--- Excerpt to read Enclosed Below ---

C. J. Smiles, The Lucky Little Labrador Goes to School (Happily Books, 2012)


That diploma and a quarter… won’t even get you a bus ride anymore. photo credit: my copy

One of the cardinal rules of children’s book writing is to not talk down to your audience. Not only does it show a disrespect for them, but you’d be surprised at how well kids can see through that sort of thing. Smiles’ book has an example that is both more abstract and more subtle than usual, which kind of makes me want to grudgingly admire it while still running it down. In this case, it’s a character; Kevin’s mother is as two-dimensional as they come, nerve-wrackingly shrill until that one moment of revelation when all the sudden her personality changes completely. Ever seen that happen in real life? Nope, me neither. And we don’t do any service to kids telling them it happens, any more than we do service to adults when that sort of thing happens in bad TV shows and movies. The underlying story is a decent one, but the devil, as usual, is in the details. **

Vault Reviews, September 2014, Part 1

[this post should have gone up Monday, were it not for the holiday, and then Things Happened(TM) Tuesday and Wednesday to stop me from having the time to work on these… today was almost as bad, but I did it piecemeal… the movie list changes should be up later as well. Part 2, however, will have to wait for tomorrow.]


Pee Chang Nang (The Screen at Kamchanod) (Songsak Mongkolthong, 2007)

A large face looms over a filmgoing crowd on the movie poster.

Warning: projecting images onto a large face may cause blurriness.
photo credit:

I will allow for the idea that my reaction to this movie, which I am hypothesizing was due mostly to the time (after a 2AM dosing of dilaudid) and place (I was in the hospital with a potentially life-threatening condition) I saw it, may have actually been the reaction the filmmakers were looking for here. Because my fragmentary memories of the movie, complete with washed-out jungle shots and fuzzy figures, actually kind of mirror the movie’s plot (a ghost story about, basically, the backwoods Thai version of a drive-in theater). If so, it’s a bit unfortunate that the trippiness factor may have worked a little too well on me, because fragments were all I remembered, so I rewatched it a couple of months ago…and once again, I’m only getting fragments when I try to bring it up in my head. My experience with movies like this is that the fact that there are fragments means there is a decent possibility that after a number of rewatches over the next decade or so, I may end up coming to love this movie and sing its praises whenever possible (I hated both Suspiria and Begotten the first time I saw each for exactly this reason, and now both are among my favorite movies); we’re a year and a half into it since my first seeing it, though, and I’m not there yet. If I do get there, I’ll write a new, longer review for it and tell you it requires multiple viewings to really get…but for now, it’s an “if you don’t have anything better to do…” movie. **

Trailer. (The full film, unsubbed, is available at Youtube.)

--- End of Enclosed Excerpt to read ---

Activity list:
1. Answer these three questions from the reviews above:
(a) Which character in the children's book is called two-dimensional?
(b) Who directed Pee Chang Nang, and in what year?
(c) Which two movies did the reviewer hate at first but now count among favorites?
2. Extend the reviews above by writing the next entry in the September 2014 set, starting after the final line about the trailer.

--- Supplied material Enclosed Below ---

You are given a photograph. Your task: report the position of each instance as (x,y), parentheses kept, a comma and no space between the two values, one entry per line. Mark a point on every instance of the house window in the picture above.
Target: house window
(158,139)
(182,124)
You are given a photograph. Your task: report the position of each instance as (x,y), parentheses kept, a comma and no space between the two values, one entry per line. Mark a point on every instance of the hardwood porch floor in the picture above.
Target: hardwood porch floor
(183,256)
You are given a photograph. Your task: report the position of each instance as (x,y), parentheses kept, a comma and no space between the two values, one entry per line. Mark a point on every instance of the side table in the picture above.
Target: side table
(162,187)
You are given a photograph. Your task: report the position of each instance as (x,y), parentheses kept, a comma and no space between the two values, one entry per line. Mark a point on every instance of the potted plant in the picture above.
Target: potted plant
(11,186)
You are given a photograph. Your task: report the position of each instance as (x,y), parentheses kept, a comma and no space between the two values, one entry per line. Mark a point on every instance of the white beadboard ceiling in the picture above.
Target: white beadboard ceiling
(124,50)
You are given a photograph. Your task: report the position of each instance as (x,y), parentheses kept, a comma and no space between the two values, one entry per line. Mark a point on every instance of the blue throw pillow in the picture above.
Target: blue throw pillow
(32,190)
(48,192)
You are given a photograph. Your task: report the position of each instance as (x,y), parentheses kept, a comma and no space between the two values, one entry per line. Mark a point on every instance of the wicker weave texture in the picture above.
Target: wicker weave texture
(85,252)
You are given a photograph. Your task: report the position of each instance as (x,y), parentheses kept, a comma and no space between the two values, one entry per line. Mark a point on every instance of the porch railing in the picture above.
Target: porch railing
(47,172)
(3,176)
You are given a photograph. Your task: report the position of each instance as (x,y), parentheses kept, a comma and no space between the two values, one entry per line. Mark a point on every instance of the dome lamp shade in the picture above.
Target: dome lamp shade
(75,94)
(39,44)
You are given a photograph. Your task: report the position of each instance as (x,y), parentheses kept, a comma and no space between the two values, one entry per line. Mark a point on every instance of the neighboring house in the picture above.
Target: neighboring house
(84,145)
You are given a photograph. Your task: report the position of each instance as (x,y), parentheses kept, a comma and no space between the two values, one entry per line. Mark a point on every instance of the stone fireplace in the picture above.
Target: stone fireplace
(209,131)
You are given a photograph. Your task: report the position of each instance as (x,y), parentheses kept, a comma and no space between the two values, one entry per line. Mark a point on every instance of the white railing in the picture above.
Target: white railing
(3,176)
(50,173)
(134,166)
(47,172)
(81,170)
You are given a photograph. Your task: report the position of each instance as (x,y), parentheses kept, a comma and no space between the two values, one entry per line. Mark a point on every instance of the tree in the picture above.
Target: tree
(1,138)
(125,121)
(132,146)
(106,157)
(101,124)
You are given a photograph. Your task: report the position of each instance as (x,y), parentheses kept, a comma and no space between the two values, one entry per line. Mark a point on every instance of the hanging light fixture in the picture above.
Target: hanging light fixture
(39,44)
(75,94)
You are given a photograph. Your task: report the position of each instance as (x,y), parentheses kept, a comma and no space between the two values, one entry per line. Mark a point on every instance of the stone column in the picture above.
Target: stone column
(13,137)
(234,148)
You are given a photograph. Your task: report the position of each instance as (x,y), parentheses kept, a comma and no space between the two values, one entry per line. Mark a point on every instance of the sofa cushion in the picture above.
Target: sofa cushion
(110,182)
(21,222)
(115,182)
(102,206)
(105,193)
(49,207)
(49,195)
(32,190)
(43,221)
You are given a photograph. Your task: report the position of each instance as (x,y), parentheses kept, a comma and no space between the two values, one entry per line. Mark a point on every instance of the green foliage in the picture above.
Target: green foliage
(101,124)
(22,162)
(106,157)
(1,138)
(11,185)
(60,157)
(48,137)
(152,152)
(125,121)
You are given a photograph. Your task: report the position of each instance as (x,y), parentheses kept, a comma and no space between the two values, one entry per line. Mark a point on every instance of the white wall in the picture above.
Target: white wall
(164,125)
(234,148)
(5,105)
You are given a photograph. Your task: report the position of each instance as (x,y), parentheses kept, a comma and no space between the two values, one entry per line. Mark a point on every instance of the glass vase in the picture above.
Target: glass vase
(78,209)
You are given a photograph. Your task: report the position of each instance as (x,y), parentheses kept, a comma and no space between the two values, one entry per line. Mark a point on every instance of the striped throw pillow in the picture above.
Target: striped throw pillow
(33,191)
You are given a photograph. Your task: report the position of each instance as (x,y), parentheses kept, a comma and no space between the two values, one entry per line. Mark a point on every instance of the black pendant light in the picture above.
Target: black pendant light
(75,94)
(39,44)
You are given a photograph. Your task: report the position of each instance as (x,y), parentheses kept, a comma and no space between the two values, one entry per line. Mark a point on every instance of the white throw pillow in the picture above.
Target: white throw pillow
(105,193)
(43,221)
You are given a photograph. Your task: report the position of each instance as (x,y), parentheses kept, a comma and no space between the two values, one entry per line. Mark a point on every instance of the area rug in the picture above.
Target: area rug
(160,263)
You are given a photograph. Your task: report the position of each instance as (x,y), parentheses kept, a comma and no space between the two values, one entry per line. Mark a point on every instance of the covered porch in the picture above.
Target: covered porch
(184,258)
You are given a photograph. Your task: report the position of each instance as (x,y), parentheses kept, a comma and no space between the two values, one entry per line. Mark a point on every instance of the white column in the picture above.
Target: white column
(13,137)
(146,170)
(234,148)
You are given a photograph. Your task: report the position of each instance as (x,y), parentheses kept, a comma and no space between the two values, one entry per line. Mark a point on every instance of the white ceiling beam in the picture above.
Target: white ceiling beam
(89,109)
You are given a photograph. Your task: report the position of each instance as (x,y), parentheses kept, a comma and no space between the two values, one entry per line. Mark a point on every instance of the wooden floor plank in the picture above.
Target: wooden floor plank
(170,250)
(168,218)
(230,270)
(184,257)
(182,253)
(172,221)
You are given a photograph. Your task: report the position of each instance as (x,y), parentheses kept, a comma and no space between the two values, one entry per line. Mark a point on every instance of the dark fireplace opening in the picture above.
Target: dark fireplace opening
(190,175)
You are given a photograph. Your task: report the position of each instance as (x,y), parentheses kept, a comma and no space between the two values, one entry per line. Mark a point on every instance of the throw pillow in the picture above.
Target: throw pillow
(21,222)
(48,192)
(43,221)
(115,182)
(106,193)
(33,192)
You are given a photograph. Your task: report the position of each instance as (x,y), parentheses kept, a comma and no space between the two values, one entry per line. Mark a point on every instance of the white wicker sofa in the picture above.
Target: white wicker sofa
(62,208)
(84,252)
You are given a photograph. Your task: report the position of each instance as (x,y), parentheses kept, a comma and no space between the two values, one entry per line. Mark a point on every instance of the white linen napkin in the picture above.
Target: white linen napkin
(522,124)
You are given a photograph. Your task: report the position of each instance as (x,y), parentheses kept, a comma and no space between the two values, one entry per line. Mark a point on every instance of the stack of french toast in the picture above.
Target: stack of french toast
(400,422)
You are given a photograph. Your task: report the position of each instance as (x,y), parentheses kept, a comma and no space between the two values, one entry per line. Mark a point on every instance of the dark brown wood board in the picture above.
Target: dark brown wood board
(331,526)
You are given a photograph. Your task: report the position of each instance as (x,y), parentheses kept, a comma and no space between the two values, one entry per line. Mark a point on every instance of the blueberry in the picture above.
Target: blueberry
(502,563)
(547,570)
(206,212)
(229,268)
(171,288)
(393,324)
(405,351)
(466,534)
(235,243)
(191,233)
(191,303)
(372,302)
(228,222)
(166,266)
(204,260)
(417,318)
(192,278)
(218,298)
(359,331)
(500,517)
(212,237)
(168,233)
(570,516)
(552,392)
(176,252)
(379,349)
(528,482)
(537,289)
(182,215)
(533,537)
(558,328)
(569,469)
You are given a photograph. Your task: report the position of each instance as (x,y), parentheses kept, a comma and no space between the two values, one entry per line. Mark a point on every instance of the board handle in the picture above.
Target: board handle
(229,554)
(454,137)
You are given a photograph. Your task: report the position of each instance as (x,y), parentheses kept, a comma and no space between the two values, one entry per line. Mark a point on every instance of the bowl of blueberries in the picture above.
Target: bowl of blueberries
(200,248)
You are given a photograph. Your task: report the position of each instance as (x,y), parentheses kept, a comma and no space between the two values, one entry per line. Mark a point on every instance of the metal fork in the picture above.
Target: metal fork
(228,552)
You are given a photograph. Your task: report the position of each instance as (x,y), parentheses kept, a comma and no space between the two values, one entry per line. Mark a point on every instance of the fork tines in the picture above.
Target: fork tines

--- End of Enclosed Supplied material ---

Results by task:
1.
(a) Kevin's mother.
(b) Songsak Mongkolthong, 2007.
(c) Suspiria and Begotten.

2.
* * *

Splintered (Simeon Halligan, 2010)

Our heroine peers through a hole in the wall on the movie poster.

Heeeeeeeeere’s EYESORE!
photo credit:

You have seen this movie at least a dozen times. Innocent, or maybe not so innocent but she’s certainly done nothing to deserve this, girl is abducted by someone or something and imprisoned. There is someone close by who may or may not be able to help her, but is useful for passing information through to the captive (and, by extension, to the viewers). There is a Big Reveal about the killer, and often whether the viewer is left with a good taste in his or her mouth about the movie turns on whether that Big Reveal works. (I’m not sure it did here, I don’t think this movie could have been saved one way or the other.) It’s a well-established framework that lazy scriptwriters insert characters into for an almost instantly-completed movie. The end result, given that you are using a well-established framework, is utterly predictable and very rarely worth your time. Such is the case with Splintered. *


* * *

Nude Nuns with Big Guns (Joseph Guzman, 2010)

The title's nun, not nude, stands ready for a firefight on the movie poster.

Forgive me, Father, for I am about to sin. A lot.
photo credit:

Now don’t get me wrong. It’s not like I didn’t know what I was getting into when I started watching a movie called Nude Nuns with Big Guns. It would be kind of hard not to; the title is about as descriptive as they come. And if you go into it expecting nothing but nude nuns with big guns, you’re in for a good time. That said, when I see a title like that, I see the weight of history behind it. Nunsploitation is a time-honored genre in a number of cultures ranging from Japan to Mexico (Italy, of course, is the godafather, if you’ll pardon the pun, of the genre—Visconti’s 1969 The Nun of Monza seems to have been the first true nunsploitation movie as we know the genre today), and I would have felt a lot better about it had I gotten the idea that co-writers Guzman and Robert James Hayes felt any sort of affection for, let alone connection with, such nunsploitation treasures as Alucarda. Instead, this feels like they found out the genre was A Thing by reading an article about it and said “hey, we can make a movie about this!” without bothering to find out, say, what’s cliché, what works and what doesn’t, whether nuns serve in monasteries (they don’t), you know, the small things. As a result, the picture is mildly amusing for a bit, but gets old quick. **

* * *

Seux (Female Tiger) (director unknown, date unknown)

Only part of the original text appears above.